Reproduce each of the records below line for line, keeping every character unchanged.

##########

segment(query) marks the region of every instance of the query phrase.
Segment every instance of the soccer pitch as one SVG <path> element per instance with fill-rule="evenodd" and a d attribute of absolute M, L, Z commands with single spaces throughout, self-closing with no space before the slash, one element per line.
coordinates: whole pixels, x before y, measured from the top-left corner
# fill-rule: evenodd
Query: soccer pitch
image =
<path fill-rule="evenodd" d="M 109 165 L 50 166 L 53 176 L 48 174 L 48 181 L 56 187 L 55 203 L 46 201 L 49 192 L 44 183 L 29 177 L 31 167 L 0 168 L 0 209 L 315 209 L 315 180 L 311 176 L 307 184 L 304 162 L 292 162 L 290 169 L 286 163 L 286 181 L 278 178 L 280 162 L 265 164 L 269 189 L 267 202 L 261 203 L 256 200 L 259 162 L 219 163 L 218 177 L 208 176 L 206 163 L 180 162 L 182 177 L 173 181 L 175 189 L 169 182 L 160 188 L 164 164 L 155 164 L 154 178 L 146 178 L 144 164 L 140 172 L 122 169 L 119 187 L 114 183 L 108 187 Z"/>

##########

▸ Final result
segment(query) marks the region of every instance of the query phrase.
Segment every instance of the soccer pitch as one SVG <path> element per instance with fill-rule="evenodd" and a d attribute of absolute M, L, Z commands with single spaces throughout, self-closing with no space before the slash, one element per line.
coordinates: whole pixels, x before y, measured from the top-left corner
# fill-rule: evenodd
Query: soccer pitch
image =
<path fill-rule="evenodd" d="M 109 165 L 50 166 L 53 176 L 48 174 L 48 181 L 56 187 L 55 203 L 46 201 L 49 192 L 44 183 L 29 177 L 31 167 L 0 168 L 0 209 L 315 209 L 315 180 L 311 176 L 307 184 L 304 162 L 292 162 L 290 169 L 286 163 L 286 181 L 278 178 L 280 162 L 265 164 L 269 189 L 267 202 L 261 203 L 256 200 L 259 162 L 219 163 L 218 177 L 208 176 L 206 163 L 180 162 L 182 177 L 173 181 L 175 189 L 169 182 L 160 188 L 164 164 L 155 164 L 154 178 L 146 178 L 144 164 L 140 172 L 122 169 L 119 187 L 114 183 L 108 187 Z"/>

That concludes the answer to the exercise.